--- start of Reading passage ---

Lombrum Naval Base, also known as HMPNGS Tarangau and formerly PNG Defence Force Base Lombrum, is a naval military base operated by the Maritime Operations Element of the Papua New Guinea Defence Force (PNGDF). It is located on Manus Island in Papua New Guinea. Lombrum is the home port of the PNGDF's Pacific-class patrol boat force.

After redevelopment in 1950 by the Royal Australian Navy, it was known as HMAS Seeadler, being renamed HMAS Tarangau soon afterwards.

The Manus Regional Processing Centre was established within the base in 2001.

History

The naval facility, Manus Naval Base, was first built during World War II as a "Lion" which was code for a major Fleet installation of the United States Navy.  It was constructed by the Seabees of CBs 11, 58, and 71 and commissioned in January 1944. The base and Seeadler Harbor became a major US Naval Advance Base during the latter part of the war.  The base was a major ship repair depot. At the base was the Large auxiliary floating drydock USS ABSD-4 and ASDB-2, able to repair the largest capital ships. There were camps on Manus Island and Los Negros Island. The facility was abandoned by the Americans in 1946 with the downsizing of their military and their policy of containment shifted strategic focus away from the southern Pacific. 

The Australian government took over the site, redeveloped it, and reopened it as the Royal Australian Navy (RAN) base HMAS Seeadler, commissioning on 1 January 1950 to replace the RAN base at Dreger Harbour, near Finschhafen. The base was renamed HMAS Tarangau, the name of the former Dreger Harbour base, on 1 April 1950.

--- end of Reading passage ---
--- start of Listed entries ---

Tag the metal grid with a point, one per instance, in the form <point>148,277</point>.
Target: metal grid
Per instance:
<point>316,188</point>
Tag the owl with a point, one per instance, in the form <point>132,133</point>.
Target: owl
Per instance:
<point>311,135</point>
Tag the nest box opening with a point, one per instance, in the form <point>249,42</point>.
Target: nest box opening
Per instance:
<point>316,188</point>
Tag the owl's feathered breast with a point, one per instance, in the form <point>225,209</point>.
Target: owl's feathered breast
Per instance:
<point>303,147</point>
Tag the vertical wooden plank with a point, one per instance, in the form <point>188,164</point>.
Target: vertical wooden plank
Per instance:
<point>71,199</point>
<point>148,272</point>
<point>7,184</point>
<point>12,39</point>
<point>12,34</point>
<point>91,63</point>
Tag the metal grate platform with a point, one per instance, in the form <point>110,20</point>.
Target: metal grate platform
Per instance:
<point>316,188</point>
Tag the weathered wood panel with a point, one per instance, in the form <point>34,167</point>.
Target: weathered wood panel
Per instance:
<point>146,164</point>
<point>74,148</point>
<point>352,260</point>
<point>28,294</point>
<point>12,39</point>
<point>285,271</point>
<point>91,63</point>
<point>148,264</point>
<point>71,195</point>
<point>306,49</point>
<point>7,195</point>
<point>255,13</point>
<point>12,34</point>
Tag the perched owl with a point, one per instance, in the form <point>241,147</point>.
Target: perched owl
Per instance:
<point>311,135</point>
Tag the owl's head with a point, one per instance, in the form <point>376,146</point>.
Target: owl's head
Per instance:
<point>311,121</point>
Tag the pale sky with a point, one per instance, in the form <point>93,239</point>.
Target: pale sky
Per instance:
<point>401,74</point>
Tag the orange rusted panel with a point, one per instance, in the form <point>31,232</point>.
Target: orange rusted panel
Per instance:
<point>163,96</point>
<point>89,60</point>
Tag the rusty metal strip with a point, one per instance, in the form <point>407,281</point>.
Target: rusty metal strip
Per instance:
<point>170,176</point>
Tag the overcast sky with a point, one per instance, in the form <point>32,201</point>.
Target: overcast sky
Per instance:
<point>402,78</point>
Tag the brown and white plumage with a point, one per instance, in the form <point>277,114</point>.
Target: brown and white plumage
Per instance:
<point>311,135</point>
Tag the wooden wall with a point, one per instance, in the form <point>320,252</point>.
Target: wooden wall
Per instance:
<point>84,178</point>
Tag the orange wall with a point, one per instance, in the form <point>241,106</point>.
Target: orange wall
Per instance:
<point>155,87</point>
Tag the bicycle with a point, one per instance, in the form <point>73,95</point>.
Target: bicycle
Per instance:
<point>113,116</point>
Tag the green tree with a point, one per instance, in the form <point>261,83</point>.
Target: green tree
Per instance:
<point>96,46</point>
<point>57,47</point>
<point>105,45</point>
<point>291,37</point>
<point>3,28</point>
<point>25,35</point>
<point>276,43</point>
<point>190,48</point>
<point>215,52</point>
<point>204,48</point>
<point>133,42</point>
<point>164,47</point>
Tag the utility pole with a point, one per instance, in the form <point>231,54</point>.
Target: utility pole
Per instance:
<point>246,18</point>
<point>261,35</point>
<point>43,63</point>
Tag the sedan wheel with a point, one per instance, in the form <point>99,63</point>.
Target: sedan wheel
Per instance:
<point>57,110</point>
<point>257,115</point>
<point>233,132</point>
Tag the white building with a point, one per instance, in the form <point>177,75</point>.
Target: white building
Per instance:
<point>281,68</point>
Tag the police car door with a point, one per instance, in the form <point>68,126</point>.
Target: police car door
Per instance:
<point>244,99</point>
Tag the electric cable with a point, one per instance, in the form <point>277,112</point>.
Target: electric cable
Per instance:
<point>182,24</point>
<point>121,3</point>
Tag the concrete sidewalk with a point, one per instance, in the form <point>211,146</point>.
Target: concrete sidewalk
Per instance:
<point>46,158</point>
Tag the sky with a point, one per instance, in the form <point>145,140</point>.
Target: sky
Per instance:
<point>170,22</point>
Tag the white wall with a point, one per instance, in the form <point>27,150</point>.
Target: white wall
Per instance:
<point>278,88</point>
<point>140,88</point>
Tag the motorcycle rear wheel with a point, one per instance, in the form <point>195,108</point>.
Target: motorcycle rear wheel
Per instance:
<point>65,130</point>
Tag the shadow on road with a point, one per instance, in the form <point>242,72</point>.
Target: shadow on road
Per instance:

--- end of Listed entries ---

To-do list
• 1. Render into French this sentence from the Lombrum Naval Base text: "The Manus Regional Processing Centre was established within the base in 2001."
• 2. Using the Lombrum Naval Base text, answer each of the following questions briefly:
(a) Which Seabee units constructed Manus Naval Base?
(b) In what year did the Americans abandon the facility?
(c) On what date was the base renamed HMAS Tarangau?
Base every answer on the Lombrum Naval Base text alone, not on the records.

Solutions to the exercise
• 1. Le centre régional de traitement de Manus a été établi au sein de la base en 2001.

• 2.
(a) CBs 11, 58, and 71
(b) 1946
(c) 1 April 1950